• [What this task involves]: The data below needs to be returned exactly, line for line.

* * * * * * *

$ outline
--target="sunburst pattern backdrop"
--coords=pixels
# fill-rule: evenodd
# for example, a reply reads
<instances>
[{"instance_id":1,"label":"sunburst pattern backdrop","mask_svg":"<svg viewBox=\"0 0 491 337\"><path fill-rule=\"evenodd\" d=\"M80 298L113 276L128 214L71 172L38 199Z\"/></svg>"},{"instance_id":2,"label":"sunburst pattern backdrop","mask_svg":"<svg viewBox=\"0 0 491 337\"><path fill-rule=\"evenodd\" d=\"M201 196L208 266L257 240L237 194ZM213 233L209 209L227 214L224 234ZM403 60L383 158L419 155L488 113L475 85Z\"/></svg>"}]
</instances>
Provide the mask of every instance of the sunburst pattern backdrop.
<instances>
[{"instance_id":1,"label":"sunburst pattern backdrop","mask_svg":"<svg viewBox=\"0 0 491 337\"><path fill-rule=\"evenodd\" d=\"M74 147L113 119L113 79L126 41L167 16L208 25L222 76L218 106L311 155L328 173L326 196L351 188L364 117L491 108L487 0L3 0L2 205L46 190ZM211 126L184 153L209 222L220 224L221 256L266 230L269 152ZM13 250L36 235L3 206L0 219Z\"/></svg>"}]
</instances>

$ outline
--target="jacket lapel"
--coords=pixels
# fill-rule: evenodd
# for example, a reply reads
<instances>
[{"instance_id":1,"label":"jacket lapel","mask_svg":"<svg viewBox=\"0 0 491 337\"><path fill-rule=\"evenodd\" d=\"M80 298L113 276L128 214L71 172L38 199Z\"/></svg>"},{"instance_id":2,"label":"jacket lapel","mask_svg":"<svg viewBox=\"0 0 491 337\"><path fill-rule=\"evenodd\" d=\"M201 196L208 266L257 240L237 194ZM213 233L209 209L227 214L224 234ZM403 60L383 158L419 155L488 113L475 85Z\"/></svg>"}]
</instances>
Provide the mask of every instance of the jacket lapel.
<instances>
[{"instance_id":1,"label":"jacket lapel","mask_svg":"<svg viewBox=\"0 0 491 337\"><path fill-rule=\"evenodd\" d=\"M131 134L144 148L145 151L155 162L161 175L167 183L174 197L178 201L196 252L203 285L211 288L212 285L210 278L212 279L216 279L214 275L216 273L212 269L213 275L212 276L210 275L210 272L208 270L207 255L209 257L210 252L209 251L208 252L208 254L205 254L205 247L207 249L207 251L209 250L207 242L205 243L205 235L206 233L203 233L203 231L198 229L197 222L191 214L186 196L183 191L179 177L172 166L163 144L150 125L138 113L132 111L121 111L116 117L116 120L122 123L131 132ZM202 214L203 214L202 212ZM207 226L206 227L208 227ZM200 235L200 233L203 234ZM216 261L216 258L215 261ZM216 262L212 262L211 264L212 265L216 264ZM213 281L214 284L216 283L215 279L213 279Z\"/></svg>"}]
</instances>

* * * * * * *

• [Response]:
$ outline
--target="sunburst pattern backdrop"
--coords=pixels
# fill-rule: evenodd
# for example, a reply reads
<instances>
[{"instance_id":1,"label":"sunburst pattern backdrop","mask_svg":"<svg viewBox=\"0 0 491 337\"><path fill-rule=\"evenodd\" d=\"M80 298L113 276L128 214L71 172L38 199Z\"/></svg>"},{"instance_id":2,"label":"sunburst pattern backdrop","mask_svg":"<svg viewBox=\"0 0 491 337\"><path fill-rule=\"evenodd\" d=\"M201 196L208 266L257 240L237 194ZM213 233L209 209L227 214L224 234ZM403 60L383 158L419 155L488 113L475 85Z\"/></svg>"}]
</instances>
Provide the mask of every instance of the sunburst pattern backdrop.
<instances>
[{"instance_id":1,"label":"sunburst pattern backdrop","mask_svg":"<svg viewBox=\"0 0 491 337\"><path fill-rule=\"evenodd\" d=\"M74 147L113 119L113 79L126 41L167 16L208 25L222 76L218 106L311 155L328 173L326 196L351 188L364 117L491 108L487 0L3 0L2 205L46 190ZM211 126L184 153L209 222L220 224L221 256L266 230L269 152ZM13 250L36 235L3 206L0 219Z\"/></svg>"}]
</instances>

$ outline
--target="jacket lapel"
--coords=pixels
# fill-rule: evenodd
# for example, a reply reads
<instances>
[{"instance_id":1,"label":"jacket lapel","mask_svg":"<svg viewBox=\"0 0 491 337\"><path fill-rule=\"evenodd\" d=\"M80 298L113 276L128 214L71 172L38 199Z\"/></svg>"},{"instance_id":2,"label":"jacket lapel","mask_svg":"<svg viewBox=\"0 0 491 337\"><path fill-rule=\"evenodd\" d=\"M201 196L208 266L257 240L237 194ZM213 233L209 209L227 214L224 234ZM403 60L383 158L419 155L488 113L475 85Z\"/></svg>"}]
</instances>
Provide the mask of every instance of the jacket lapel.
<instances>
[{"instance_id":1,"label":"jacket lapel","mask_svg":"<svg viewBox=\"0 0 491 337\"><path fill-rule=\"evenodd\" d=\"M131 134L144 148L145 151L155 162L161 175L167 183L174 197L178 201L196 252L203 285L211 288L212 285L210 278L212 279L216 279L214 275L216 273L212 269L213 275L212 276L210 275L210 272L208 270L207 255L209 257L210 252L209 251L208 252L208 254L205 254L205 247L207 249L207 251L209 250L207 242L205 243L205 235L206 233L203 233L203 231L198 229L197 222L191 214L186 196L183 191L179 177L172 166L163 144L150 125L138 113L132 111L121 111L116 117L116 120L122 123L131 132ZM202 214L203 214L202 212ZM207 226L206 227L208 227ZM200 235L200 233L203 234ZM216 261L216 258L215 261ZM216 262L212 262L211 264L212 265L216 264ZM213 281L214 284L216 283L215 279L213 279Z\"/></svg>"}]
</instances>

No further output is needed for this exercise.